EXERCISE DIRECTIONS>
From the entries below, retype only the lines from the one with "Phrase: elk's dark neck mane" through the one with "compact form (647,801).", exactly as written.
THE RECORDS: Begin
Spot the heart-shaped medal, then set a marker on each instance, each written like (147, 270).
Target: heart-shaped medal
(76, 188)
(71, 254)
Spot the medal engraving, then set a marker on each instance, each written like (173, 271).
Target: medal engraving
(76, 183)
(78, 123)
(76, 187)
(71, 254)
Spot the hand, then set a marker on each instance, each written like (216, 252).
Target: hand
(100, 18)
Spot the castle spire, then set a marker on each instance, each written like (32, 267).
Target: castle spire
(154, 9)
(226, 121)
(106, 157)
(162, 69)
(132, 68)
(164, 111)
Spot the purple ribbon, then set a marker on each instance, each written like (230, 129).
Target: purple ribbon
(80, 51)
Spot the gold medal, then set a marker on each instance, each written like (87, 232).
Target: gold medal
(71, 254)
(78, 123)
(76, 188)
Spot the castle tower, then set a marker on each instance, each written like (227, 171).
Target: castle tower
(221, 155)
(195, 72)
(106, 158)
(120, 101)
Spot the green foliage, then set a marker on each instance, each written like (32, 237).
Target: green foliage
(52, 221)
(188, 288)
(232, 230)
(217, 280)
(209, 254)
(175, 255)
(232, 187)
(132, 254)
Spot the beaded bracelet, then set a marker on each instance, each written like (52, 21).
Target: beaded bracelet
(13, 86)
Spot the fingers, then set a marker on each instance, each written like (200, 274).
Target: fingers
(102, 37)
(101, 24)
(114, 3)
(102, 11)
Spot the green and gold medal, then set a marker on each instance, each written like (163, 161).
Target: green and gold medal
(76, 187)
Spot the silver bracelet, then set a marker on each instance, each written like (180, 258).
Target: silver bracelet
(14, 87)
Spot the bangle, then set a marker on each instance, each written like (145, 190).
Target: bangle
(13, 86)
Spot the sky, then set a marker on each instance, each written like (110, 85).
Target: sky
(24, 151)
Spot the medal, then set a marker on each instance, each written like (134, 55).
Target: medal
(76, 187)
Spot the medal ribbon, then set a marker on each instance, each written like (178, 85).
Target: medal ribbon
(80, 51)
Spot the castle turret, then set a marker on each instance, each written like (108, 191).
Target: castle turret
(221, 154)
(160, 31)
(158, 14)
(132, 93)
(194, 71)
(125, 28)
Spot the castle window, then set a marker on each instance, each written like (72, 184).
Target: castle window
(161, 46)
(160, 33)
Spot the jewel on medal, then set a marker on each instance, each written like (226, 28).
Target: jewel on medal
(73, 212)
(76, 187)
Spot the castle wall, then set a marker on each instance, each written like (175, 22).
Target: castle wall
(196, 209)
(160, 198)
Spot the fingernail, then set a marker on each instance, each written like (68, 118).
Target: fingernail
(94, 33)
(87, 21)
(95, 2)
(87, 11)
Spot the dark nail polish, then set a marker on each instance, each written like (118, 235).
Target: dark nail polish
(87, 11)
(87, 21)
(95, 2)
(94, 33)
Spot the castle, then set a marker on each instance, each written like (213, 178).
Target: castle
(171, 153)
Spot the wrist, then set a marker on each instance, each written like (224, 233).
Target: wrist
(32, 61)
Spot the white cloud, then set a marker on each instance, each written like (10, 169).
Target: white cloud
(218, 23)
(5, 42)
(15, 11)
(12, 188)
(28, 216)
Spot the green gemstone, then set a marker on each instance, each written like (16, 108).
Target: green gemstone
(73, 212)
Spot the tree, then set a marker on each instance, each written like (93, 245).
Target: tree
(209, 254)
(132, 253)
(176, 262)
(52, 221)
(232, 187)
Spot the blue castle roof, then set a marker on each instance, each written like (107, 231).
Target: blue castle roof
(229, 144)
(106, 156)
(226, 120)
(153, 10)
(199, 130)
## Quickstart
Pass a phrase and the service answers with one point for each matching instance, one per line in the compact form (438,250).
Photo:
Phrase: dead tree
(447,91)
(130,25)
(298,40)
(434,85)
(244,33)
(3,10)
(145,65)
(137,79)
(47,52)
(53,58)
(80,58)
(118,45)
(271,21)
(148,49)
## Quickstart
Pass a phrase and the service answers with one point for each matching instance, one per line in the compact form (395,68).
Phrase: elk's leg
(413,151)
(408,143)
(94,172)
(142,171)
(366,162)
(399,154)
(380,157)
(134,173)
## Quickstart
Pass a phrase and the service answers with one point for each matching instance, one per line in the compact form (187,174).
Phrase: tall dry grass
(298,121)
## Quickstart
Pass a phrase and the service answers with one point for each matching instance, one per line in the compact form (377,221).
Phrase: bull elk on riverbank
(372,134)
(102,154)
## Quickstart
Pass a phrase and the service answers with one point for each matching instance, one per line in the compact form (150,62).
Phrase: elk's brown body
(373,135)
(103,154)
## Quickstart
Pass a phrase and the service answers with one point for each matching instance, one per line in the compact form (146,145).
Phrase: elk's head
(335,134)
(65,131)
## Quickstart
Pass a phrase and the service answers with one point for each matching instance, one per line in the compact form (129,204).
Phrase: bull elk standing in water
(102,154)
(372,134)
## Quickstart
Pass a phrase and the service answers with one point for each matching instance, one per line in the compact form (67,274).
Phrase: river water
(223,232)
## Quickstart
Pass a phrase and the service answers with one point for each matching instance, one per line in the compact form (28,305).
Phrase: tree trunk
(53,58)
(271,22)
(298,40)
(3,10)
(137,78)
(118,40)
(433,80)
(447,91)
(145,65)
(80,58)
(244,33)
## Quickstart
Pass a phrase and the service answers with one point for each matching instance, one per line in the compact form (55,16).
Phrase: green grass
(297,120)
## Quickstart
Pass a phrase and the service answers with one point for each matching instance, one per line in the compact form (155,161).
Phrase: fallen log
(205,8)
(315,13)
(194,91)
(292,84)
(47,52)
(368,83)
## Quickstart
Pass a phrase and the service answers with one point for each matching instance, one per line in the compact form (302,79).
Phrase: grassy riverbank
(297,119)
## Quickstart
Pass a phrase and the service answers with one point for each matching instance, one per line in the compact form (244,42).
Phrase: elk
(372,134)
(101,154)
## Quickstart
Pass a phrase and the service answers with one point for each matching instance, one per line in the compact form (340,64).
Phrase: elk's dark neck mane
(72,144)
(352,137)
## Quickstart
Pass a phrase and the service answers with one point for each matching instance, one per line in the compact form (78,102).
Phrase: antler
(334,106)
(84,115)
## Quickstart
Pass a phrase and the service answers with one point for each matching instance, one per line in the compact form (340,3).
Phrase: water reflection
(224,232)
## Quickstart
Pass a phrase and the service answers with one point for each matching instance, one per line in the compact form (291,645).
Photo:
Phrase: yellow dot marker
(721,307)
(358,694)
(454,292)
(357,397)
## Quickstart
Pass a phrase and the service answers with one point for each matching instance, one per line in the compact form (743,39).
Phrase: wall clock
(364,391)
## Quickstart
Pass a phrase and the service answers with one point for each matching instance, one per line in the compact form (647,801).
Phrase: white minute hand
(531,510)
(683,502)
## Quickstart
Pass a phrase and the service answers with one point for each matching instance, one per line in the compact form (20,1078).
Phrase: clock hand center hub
THE RECORDS: End
THE RECORDS: Begin
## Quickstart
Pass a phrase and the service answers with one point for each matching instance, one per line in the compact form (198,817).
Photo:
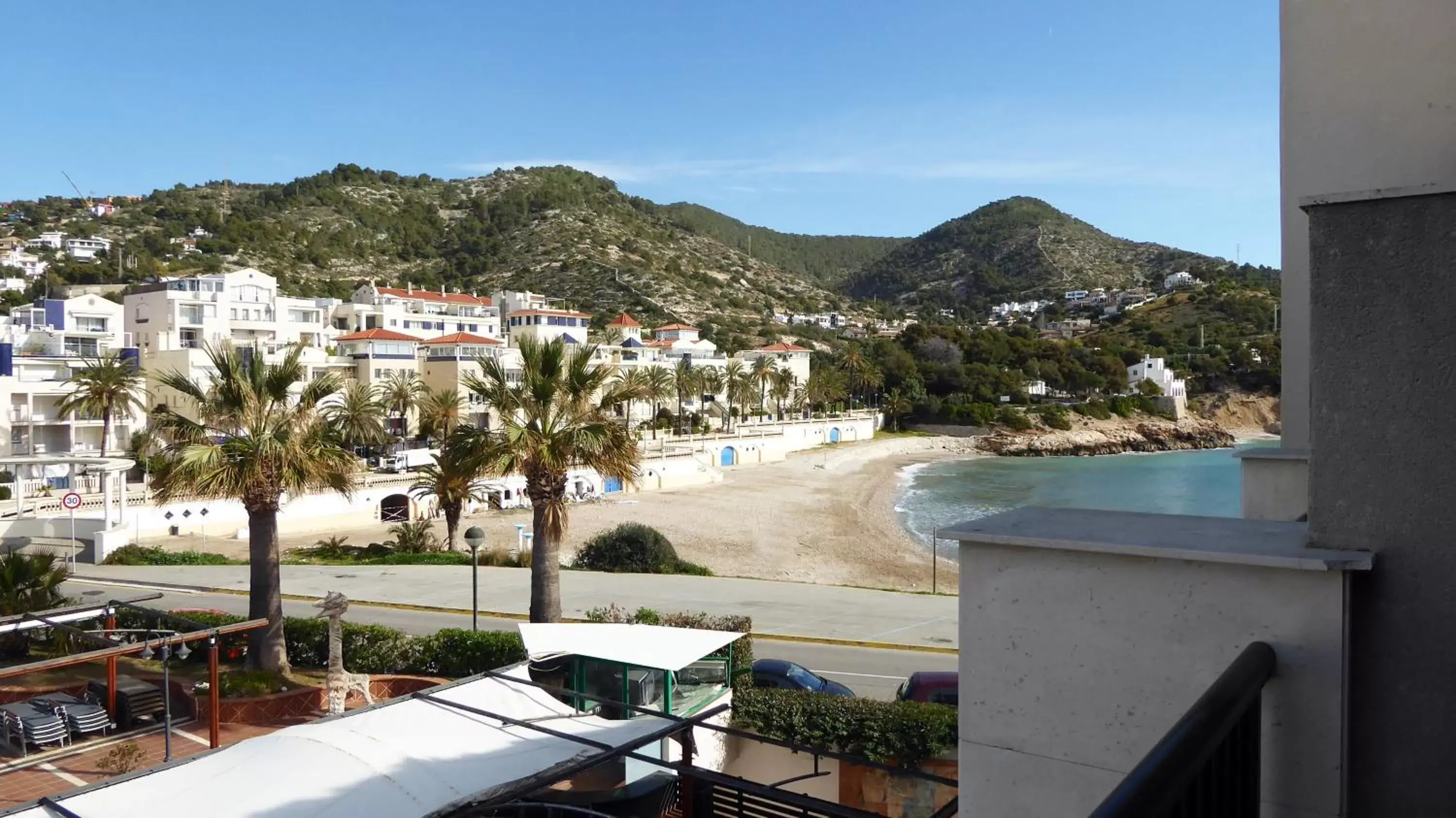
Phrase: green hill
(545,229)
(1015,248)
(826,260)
THE RECORDS: End
EXERCISE ANSWER>
Phrase: elk's dark neck mane
(72,144)
(352,137)
## Quickstart
Pass a phrase and the service answers with one point for each matching instance, one per line in the compact form (78,102).
Phrase: antler
(334,106)
(84,115)
## Quickstart
Pass a phrase and the service answers with one point for each matching instance, one per line in the compact form (340,3).
Phrase: water reflection
(224,232)
## Quickstart
Pass a phrase and the service answers with one point for each matching instance, one per line in the compact form (291,645).
Photo:
Phrase: yellow dot marker
(721,307)
(358,694)
(454,292)
(357,397)
## Quickstart
Pass a phrase and the service answers with one point for each matching instance, one per line in the compact form (743,39).
Phrase: wall clock
(364,391)
## Quickstart
Pass a phrase and the service answers with one point for each matching instance, one per line in the compact form (647,801).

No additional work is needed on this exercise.